- TASK GOAL: Could you pull out, word for word, the part of the items below that opens with the line containing "the older woman" and continues through the end of the items?

Start of DATASET

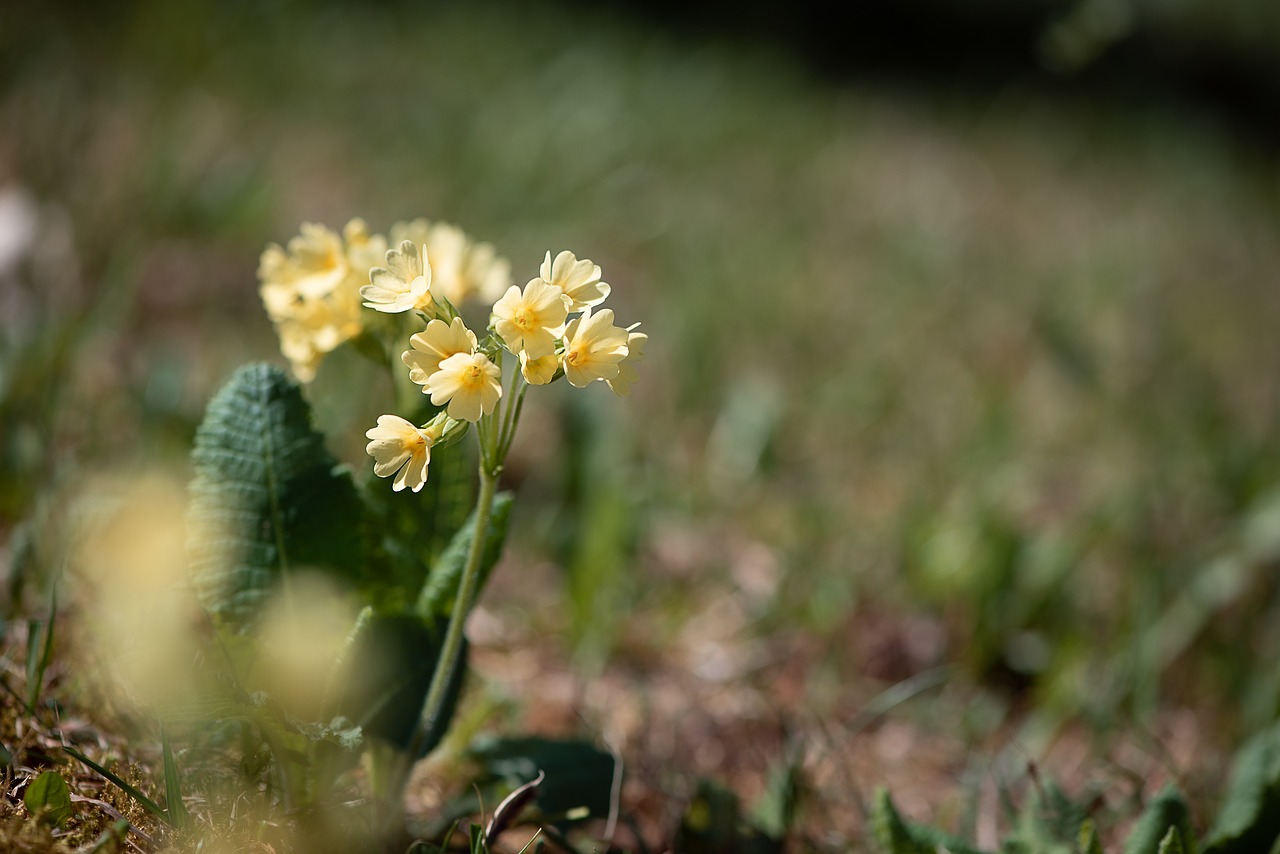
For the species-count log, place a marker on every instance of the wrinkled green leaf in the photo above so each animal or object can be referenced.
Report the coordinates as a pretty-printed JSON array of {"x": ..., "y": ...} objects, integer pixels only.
[
  {"x": 713, "y": 823},
  {"x": 895, "y": 835},
  {"x": 266, "y": 496},
  {"x": 1168, "y": 811},
  {"x": 1249, "y": 817},
  {"x": 1171, "y": 843},
  {"x": 776, "y": 811},
  {"x": 442, "y": 585},
  {"x": 891, "y": 832},
  {"x": 1088, "y": 839},
  {"x": 49, "y": 793},
  {"x": 393, "y": 658}
]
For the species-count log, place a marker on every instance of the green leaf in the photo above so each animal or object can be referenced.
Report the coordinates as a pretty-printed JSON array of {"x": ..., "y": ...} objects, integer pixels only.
[
  {"x": 414, "y": 529},
  {"x": 40, "y": 652},
  {"x": 266, "y": 496},
  {"x": 440, "y": 590},
  {"x": 1173, "y": 843},
  {"x": 891, "y": 832},
  {"x": 896, "y": 835},
  {"x": 1249, "y": 818},
  {"x": 713, "y": 823},
  {"x": 776, "y": 811},
  {"x": 1166, "y": 812},
  {"x": 49, "y": 793},
  {"x": 1088, "y": 840},
  {"x": 172, "y": 784},
  {"x": 577, "y": 772},
  {"x": 394, "y": 657},
  {"x": 132, "y": 791}
]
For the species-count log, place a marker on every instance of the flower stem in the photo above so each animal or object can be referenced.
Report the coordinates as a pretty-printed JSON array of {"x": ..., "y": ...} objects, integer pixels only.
[{"x": 451, "y": 651}]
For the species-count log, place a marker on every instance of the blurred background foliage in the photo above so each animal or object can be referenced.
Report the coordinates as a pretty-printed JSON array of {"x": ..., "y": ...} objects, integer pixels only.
[{"x": 963, "y": 316}]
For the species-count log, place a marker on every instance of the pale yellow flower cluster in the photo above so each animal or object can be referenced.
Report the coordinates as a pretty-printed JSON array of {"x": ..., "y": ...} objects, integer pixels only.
[
  {"x": 312, "y": 288},
  {"x": 553, "y": 327}
]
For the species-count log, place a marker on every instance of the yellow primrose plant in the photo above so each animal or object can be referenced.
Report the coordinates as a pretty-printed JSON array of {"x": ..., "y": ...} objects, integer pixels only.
[{"x": 374, "y": 680}]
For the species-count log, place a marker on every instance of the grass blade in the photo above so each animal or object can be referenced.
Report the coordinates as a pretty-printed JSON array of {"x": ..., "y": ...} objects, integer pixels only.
[
  {"x": 132, "y": 791},
  {"x": 172, "y": 784}
]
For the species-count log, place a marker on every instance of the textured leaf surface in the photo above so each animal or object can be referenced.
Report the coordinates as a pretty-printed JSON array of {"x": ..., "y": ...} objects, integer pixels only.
[
  {"x": 266, "y": 496},
  {"x": 577, "y": 772},
  {"x": 49, "y": 791},
  {"x": 394, "y": 657},
  {"x": 1166, "y": 812},
  {"x": 1249, "y": 820},
  {"x": 442, "y": 585}
]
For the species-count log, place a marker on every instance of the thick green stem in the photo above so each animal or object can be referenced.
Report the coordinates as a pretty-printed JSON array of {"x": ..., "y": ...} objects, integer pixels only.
[{"x": 452, "y": 648}]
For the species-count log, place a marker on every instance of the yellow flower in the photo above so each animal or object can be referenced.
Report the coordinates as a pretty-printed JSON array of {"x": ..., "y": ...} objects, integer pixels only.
[
  {"x": 485, "y": 273},
  {"x": 460, "y": 268},
  {"x": 621, "y": 384},
  {"x": 539, "y": 371},
  {"x": 403, "y": 284},
  {"x": 593, "y": 347},
  {"x": 533, "y": 320},
  {"x": 402, "y": 450},
  {"x": 580, "y": 281},
  {"x": 318, "y": 259},
  {"x": 311, "y": 292},
  {"x": 469, "y": 383},
  {"x": 434, "y": 345}
]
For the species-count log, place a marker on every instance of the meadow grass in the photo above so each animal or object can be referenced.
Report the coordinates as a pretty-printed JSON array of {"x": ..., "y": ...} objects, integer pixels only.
[{"x": 991, "y": 368}]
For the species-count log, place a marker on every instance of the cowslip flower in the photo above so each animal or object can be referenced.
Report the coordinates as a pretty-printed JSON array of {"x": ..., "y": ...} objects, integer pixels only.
[
  {"x": 530, "y": 320},
  {"x": 311, "y": 292},
  {"x": 461, "y": 269},
  {"x": 539, "y": 371},
  {"x": 593, "y": 348},
  {"x": 401, "y": 450},
  {"x": 636, "y": 341},
  {"x": 580, "y": 281},
  {"x": 434, "y": 345},
  {"x": 469, "y": 383},
  {"x": 403, "y": 284}
]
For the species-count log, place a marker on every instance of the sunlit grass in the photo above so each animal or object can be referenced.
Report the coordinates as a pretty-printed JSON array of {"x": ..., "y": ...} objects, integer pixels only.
[{"x": 1001, "y": 364}]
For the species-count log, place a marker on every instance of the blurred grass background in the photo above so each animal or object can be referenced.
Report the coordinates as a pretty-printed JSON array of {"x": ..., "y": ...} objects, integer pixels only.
[{"x": 950, "y": 361}]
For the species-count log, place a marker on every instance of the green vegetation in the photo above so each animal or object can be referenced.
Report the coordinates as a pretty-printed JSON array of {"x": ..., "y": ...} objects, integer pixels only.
[{"x": 954, "y": 464}]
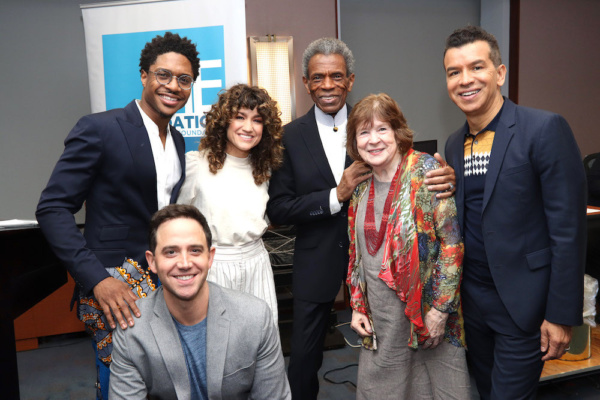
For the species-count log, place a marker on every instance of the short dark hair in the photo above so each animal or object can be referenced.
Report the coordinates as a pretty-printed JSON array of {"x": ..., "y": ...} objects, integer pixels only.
[
  {"x": 170, "y": 42},
  {"x": 385, "y": 109},
  {"x": 470, "y": 34},
  {"x": 175, "y": 211}
]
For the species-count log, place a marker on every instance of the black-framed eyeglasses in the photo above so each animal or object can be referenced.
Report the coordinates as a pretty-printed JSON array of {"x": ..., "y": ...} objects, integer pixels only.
[{"x": 164, "y": 77}]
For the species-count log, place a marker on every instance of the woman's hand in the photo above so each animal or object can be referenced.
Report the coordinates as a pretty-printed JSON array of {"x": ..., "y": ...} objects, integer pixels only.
[
  {"x": 436, "y": 325},
  {"x": 360, "y": 324}
]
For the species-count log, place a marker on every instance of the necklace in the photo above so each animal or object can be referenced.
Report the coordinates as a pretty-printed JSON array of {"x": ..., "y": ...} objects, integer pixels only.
[{"x": 374, "y": 238}]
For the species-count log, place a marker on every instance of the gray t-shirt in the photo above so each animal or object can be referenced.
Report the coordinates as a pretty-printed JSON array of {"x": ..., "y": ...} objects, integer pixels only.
[{"x": 193, "y": 340}]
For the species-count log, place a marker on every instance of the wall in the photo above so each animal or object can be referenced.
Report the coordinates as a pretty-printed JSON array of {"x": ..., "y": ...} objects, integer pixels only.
[
  {"x": 305, "y": 20},
  {"x": 559, "y": 54},
  {"x": 45, "y": 90},
  {"x": 398, "y": 46},
  {"x": 46, "y": 83}
]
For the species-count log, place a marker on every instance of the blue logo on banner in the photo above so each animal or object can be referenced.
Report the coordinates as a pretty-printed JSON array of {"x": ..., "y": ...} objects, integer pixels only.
[{"x": 122, "y": 75}]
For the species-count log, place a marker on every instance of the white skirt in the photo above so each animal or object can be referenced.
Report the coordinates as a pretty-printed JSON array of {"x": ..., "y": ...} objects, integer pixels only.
[{"x": 246, "y": 268}]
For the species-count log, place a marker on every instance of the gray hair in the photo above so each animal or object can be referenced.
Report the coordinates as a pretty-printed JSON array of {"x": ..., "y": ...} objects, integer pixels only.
[{"x": 328, "y": 46}]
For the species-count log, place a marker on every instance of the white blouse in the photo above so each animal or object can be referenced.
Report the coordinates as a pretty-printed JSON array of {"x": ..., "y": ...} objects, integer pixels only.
[{"x": 234, "y": 206}]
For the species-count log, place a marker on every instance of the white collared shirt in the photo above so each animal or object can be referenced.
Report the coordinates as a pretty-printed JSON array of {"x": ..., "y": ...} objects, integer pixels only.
[
  {"x": 334, "y": 144},
  {"x": 166, "y": 161}
]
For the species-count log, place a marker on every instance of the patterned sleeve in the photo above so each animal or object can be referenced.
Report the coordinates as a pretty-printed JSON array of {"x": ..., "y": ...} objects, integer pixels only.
[
  {"x": 447, "y": 251},
  {"x": 447, "y": 275}
]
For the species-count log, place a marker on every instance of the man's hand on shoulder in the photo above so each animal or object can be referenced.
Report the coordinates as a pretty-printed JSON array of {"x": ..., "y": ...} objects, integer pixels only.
[
  {"x": 116, "y": 298},
  {"x": 356, "y": 173},
  {"x": 555, "y": 340},
  {"x": 442, "y": 180}
]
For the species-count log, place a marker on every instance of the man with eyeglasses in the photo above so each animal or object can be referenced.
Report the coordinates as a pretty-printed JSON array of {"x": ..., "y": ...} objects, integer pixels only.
[{"x": 125, "y": 164}]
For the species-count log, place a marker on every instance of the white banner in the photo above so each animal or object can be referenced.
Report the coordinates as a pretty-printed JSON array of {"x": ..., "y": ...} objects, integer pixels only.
[{"x": 116, "y": 33}]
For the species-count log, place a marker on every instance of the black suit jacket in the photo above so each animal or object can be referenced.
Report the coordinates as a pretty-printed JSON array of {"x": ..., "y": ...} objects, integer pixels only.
[
  {"x": 533, "y": 216},
  {"x": 299, "y": 195},
  {"x": 108, "y": 163}
]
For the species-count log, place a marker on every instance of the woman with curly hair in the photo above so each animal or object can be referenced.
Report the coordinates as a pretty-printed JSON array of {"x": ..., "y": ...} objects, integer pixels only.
[{"x": 227, "y": 179}]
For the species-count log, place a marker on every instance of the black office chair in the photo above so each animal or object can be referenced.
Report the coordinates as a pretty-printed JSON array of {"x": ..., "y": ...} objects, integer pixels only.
[
  {"x": 589, "y": 161},
  {"x": 591, "y": 164}
]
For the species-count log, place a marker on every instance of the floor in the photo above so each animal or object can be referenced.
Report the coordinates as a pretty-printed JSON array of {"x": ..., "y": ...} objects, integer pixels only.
[{"x": 63, "y": 368}]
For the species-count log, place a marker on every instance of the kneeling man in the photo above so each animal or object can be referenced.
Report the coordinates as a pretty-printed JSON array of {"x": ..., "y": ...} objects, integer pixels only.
[{"x": 182, "y": 348}]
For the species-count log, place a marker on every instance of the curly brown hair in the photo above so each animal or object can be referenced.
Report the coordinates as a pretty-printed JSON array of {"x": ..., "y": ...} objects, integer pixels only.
[{"x": 267, "y": 155}]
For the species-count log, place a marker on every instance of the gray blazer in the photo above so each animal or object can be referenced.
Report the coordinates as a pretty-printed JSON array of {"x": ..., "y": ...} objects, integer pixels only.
[{"x": 243, "y": 353}]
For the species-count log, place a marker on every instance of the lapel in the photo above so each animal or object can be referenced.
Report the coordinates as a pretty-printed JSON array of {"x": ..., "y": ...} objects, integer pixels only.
[
  {"x": 502, "y": 137},
  {"x": 217, "y": 340},
  {"x": 167, "y": 338},
  {"x": 310, "y": 135},
  {"x": 180, "y": 147},
  {"x": 140, "y": 151},
  {"x": 457, "y": 148}
]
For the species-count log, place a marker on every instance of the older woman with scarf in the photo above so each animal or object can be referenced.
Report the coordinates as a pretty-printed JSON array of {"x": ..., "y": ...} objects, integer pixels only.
[{"x": 405, "y": 265}]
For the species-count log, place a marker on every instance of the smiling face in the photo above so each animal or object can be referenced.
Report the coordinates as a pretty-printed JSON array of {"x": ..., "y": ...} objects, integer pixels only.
[
  {"x": 376, "y": 145},
  {"x": 473, "y": 81},
  {"x": 160, "y": 102},
  {"x": 327, "y": 82},
  {"x": 244, "y": 132},
  {"x": 181, "y": 260}
]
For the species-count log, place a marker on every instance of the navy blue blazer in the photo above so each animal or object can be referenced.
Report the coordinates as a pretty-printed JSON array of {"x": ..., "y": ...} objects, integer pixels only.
[
  {"x": 299, "y": 195},
  {"x": 108, "y": 163},
  {"x": 533, "y": 216}
]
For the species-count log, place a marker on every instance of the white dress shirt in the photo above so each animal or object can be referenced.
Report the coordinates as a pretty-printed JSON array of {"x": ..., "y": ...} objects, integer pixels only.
[
  {"x": 334, "y": 144},
  {"x": 166, "y": 161}
]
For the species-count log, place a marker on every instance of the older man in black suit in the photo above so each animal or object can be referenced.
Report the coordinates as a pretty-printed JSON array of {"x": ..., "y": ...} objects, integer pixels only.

End of DATASET

- SOLUTION TO THE PROBLEM:
For the species-count log, place a marker on every instance of the older woman with scarf in the photo above so each animal or object can be referenced.
Report the coordinates as a pretty-printed JSON array of {"x": ..., "y": ...} objects, integer pixels only.
[{"x": 405, "y": 265}]
For the species-count log, place a marker on every instance of the smiling face in the photo above so each animal or object can be referenced.
Report the coordinates as a pretty-printed JSON array of {"x": ..., "y": ...} objects, integer pixels only.
[
  {"x": 376, "y": 145},
  {"x": 473, "y": 81},
  {"x": 160, "y": 102},
  {"x": 327, "y": 82},
  {"x": 244, "y": 132},
  {"x": 181, "y": 260}
]
For the species-count log, place a marker on every instance of the navy blue blazer in the photo above so each animal or object can be referenced.
Report the coordinates as a pretty-printed JSON array of {"x": ..., "y": ...} objects, integer pixels only.
[
  {"x": 299, "y": 195},
  {"x": 108, "y": 163},
  {"x": 533, "y": 216}
]
For the species-count log, place a marker on every instance of the white dress shirt in the photo above so each animal or object can be referenced.
Report the coordinates as a pretty-printed JSON array of {"x": ..., "y": ...} objects, integer pixels only.
[
  {"x": 334, "y": 144},
  {"x": 166, "y": 161}
]
For the species-count log, place a marker on every instance of the older man in black suit in the photo above so each animal or object can be referenced.
Report the coordinates as a pretty-printed JSON array of {"x": ..., "y": ...} objects, integer pixels only.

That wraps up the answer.